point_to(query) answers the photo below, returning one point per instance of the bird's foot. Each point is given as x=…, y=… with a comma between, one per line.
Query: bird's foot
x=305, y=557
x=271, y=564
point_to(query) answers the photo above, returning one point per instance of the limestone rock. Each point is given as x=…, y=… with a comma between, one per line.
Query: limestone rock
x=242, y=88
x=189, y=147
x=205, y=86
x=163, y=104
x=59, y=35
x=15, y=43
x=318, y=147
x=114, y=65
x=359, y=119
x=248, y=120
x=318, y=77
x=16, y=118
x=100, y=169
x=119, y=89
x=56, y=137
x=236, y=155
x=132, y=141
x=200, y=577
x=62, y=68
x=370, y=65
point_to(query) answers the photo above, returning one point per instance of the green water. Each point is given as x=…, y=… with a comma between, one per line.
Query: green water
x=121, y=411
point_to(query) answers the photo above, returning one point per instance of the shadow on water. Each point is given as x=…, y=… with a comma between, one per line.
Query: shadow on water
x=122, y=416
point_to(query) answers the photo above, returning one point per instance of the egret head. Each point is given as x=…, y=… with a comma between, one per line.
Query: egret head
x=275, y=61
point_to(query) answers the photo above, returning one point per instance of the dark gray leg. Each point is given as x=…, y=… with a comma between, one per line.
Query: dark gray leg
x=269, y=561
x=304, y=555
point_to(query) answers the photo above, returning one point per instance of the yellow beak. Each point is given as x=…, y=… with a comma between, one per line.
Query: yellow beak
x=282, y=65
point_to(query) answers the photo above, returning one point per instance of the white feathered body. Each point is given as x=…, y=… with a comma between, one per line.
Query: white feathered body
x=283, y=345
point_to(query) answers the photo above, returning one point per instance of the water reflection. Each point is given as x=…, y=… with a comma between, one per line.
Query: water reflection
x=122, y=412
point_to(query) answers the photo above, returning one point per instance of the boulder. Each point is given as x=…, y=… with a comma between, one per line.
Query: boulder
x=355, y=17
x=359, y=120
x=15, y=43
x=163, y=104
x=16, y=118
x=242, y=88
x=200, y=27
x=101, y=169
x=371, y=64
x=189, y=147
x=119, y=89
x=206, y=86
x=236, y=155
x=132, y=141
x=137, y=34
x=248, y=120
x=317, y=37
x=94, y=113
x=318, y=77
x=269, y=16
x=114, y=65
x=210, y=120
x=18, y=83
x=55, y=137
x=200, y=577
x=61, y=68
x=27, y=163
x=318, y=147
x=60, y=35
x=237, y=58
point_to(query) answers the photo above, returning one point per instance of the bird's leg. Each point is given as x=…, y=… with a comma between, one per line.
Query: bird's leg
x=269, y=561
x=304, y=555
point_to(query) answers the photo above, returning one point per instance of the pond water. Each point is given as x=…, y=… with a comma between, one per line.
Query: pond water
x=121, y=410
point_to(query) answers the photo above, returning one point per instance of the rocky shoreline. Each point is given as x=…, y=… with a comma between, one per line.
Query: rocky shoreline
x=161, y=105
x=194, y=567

• • •

*Directions:* Repeat, word for word, all of the data shown above.

*Solution to the problem:*
point_to(query) answers the photo below, returning one point per instance of the bird's foot. Each point is given as x=…, y=… with a comma between, one per line.
Query: bird's foot
x=305, y=557
x=271, y=564
point_to(query) answers the photo above, returning one point per instance of the limestone rock. Each point is given as x=…, y=… with a comma between, one per line.
Query: limestone rock
x=242, y=88
x=189, y=147
x=205, y=86
x=163, y=104
x=59, y=35
x=15, y=43
x=318, y=147
x=114, y=65
x=359, y=119
x=248, y=120
x=318, y=77
x=16, y=118
x=100, y=169
x=119, y=89
x=56, y=137
x=236, y=155
x=132, y=141
x=200, y=577
x=62, y=68
x=370, y=65
point_to(query) answers the photo above, returning one point per instance of the green water. Each point is given as x=…, y=… with a comma between, one per line.
Query: green water
x=121, y=411
point_to(query) answers the photo above, returning one point per instance of the shadow on water. Each point is given as x=…, y=… with a comma between, one per line.
Query: shadow on water
x=122, y=416
point_to(query) answers the photo above, returning one point per instance of the egret head. Each point is given as x=…, y=… with a comma between, one per line.
Query: egret head
x=275, y=61
point_to(query) answers the photo above, returning one point per instance of the dark gray leg. Each point is given as x=…, y=… with a comma between, one per line.
Query: dark gray leg
x=269, y=561
x=304, y=555
point_to(query) answers the photo above, returning one point per instance of the yellow beak. Each point is given as x=…, y=… with a comma between, one per line.
Query: yellow beak
x=282, y=65
point_to(query) answers the photo above, returning one point per instance of the white feathered body. Each point is given as x=…, y=… with a comma between, one per line.
Query: white feathered body
x=283, y=345
point_to(query) answers the photo above, returning one point per instance of the water reflection. Each point is given as x=…, y=… with a comma between, one per line.
Query: water reflection
x=122, y=412
point_to(query) answers the photo above, returning one point per instance of the boulder. Each point is given as x=…, y=… with a comma between, one per line.
Query: boulder
x=355, y=17
x=359, y=120
x=15, y=43
x=163, y=104
x=16, y=118
x=242, y=88
x=200, y=27
x=101, y=169
x=371, y=64
x=189, y=147
x=119, y=89
x=206, y=86
x=236, y=155
x=132, y=141
x=137, y=34
x=248, y=120
x=317, y=37
x=94, y=113
x=318, y=77
x=269, y=16
x=114, y=65
x=210, y=120
x=18, y=83
x=55, y=137
x=200, y=577
x=61, y=68
x=27, y=163
x=318, y=147
x=60, y=35
x=237, y=58
point_to(query) answers the photo above, returning one point per instance of the bird's leg. Each point is given as x=…, y=… with a comma between, one per line.
Query: bird's leg
x=269, y=561
x=304, y=555
point_to(query) answers the photo above, returning one point per instance of the pond water. Each point is given as x=…, y=… with a comma between, one per line.
Query: pond water
x=121, y=410
point_to(query) answers the photo above, returning one point per instance of the rocky shoreline. Each point is given as x=…, y=… with a comma between, one per line.
Query: rocky shoreline
x=161, y=105
x=194, y=567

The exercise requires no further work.